Document section
In the fall of 2019, I spent my orientation attending as many events as I could pack into my schedule, exchanging chatter and contact information with anyone and everyone I met, and walking over 20,000 steps each day before collapsing, exhausted but giddy, into my bed.
The Class of 2020, on the other hand, saw their classmates for the first time as little squares on a computer screen. Students on campus were greeted not by President Pollack’s Schoellkopf Field speech, but by a quarantine period before being allowed to venture out onto the school grounds. Those students studying at home know even less about the atmosphere of the Cornell campus, about the first late-night foray into Bear Necessities and those initial awkward dorm room conversations.
Their college firsts have been disrupted in so many other ways as well. All classes have been modified to accommodate the new online format. I don’t care how much you love your major –– it’s hard to feel passionate about anything after you’ve been staring at a computer screen for six hours in a row, five days a week. Clubfest and club meetings were also moved online, and nearly all Cornell and Ithaca traditions, such as AppleFest or Homecoming weekend, were put on hold. Sacrificing enjoyment for public health was obviously necessary to keep Cornell open this school year, but it doesn’t make the transition to college any easier.
If Cornell opens up to in-person instruction this fall, Cornell should make it a priority to acclimate the Class of 2024 to the real Cornell experience and make up for some of the experiences that the pandemic snatched away. In addition to letting these students participate in orientation activities for the Class of 2025, they should also have access to exclusive orientation events, tours, social gatherings and advising sessions. Students who stayed remote the entire 2020-2021 school year especially deserve the time to connect with their peers in-person through these events. Just like every Cornellian before them has, the Class of 2024 should get the opportunity to receive in-person guidance with upperclassmen and faculty during those first few weeks. They should be able to attend orientation seminars on subjects like conducting research and study abroad. Learning the ins and outs of Cornell is hard enough during a normal semester, but having to do so for the first time during the coronavirus crisis posed difficulties that would have been unimaginable before.
Coming back to campus as Cornell reverts to its pre-pandemic state will pose new, completely different challenges. Most current freshmen had a high school senior year cut short, missing out on quintessential experiences such as graduation and prom. Now, these students have essentially lost out on a year of meeting friends, cultivating relationships with professors and making the most of the resources that come with being a Cornell student.
Last semester, I wrote about the sophomore slump and dealing with the burnout that comes from feeling like you need to start figuring your life out but not knowing where to start. I can only imagine how hard this period will be after spending freshman year in a state of pandemic-induced limbo. Our current freshmen are in the unenviable position of starting their Cornell journeys through a computer screen, and these students deserve more than to be shunted aside for the incoming batch of freshmen. Next year, more than ever, the University needs to step up and find ways to make these new sophomores feel supported as they start asking themselves questions about what they want to get out of college. The Class of 2024 still has three more years at Cornell — let’s not waste any more time and start making them count.

Study material
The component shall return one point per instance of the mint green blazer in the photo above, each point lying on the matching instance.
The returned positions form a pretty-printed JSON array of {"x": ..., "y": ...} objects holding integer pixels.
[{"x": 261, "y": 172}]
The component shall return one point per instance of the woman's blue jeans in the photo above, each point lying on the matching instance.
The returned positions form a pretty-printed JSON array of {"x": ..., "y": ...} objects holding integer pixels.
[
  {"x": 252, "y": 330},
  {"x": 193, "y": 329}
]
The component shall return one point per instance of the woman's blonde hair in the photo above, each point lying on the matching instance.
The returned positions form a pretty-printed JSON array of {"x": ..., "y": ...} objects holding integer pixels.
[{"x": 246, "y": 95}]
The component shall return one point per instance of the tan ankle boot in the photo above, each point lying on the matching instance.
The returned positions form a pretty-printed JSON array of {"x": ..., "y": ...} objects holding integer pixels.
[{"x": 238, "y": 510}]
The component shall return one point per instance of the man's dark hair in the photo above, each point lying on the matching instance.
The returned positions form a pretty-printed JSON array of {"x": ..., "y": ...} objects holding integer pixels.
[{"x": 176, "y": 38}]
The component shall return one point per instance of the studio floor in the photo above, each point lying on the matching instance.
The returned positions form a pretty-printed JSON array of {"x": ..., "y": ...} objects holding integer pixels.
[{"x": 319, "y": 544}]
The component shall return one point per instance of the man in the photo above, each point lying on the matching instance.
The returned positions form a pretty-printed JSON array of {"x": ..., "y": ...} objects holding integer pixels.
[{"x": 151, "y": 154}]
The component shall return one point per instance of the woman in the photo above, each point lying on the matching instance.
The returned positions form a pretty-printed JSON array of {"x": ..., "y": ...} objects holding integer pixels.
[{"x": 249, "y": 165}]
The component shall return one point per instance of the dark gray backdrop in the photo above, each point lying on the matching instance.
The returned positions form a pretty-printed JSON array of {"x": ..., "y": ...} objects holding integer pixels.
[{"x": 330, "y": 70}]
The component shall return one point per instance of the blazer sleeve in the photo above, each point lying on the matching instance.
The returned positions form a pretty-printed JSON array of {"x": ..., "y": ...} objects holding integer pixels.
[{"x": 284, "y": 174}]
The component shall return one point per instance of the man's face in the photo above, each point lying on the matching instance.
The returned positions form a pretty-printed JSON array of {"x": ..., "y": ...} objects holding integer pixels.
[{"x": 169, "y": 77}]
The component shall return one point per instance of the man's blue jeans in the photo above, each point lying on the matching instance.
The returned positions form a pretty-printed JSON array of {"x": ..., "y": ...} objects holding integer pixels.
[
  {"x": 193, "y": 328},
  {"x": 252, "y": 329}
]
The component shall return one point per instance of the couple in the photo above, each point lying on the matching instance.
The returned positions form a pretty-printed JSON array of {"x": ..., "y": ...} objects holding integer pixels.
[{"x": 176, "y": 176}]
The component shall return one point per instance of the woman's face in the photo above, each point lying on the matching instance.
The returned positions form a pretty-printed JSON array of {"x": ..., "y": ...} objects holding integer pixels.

What to do
A – Duplicate the Class of 2024 column word for word, starting with "In the fall" and going on through "into my bed.".
B – Does the Class of 2024 column agree with each of these statements? Answer yes or no for each and quote the words that decide it.
(i) The writer's own orientation took place in the fall of 2019.
(ii) AppleFest and Homecoming weekend went ahead as usual.
(iii) The writer proposes letting the Class of 2024 take part in orientation activities for the Class of 2025.
The entries have nothing to do with this work.

Answers for the exercise
A –
In the fall of 2019, I spent my orientation attending as many events as I could pack into my schedule, exchanging chatter and contact information with anyone and everyone I met, and walking over 20,000 steps each day before collapsing, exhausted but giddy, into my bed.

B –
(i) Yes: "In the fall of 2019, I spent my orientation attending as many events as I could pack into my schedule"
(ii) No: "nearly all Cornell and Ithaca traditions, such as AppleFest or Homecoming weekend, were put on hold"
(iii) Yes: "In addition to letting these students participate in orientation activities for the Class of 2025"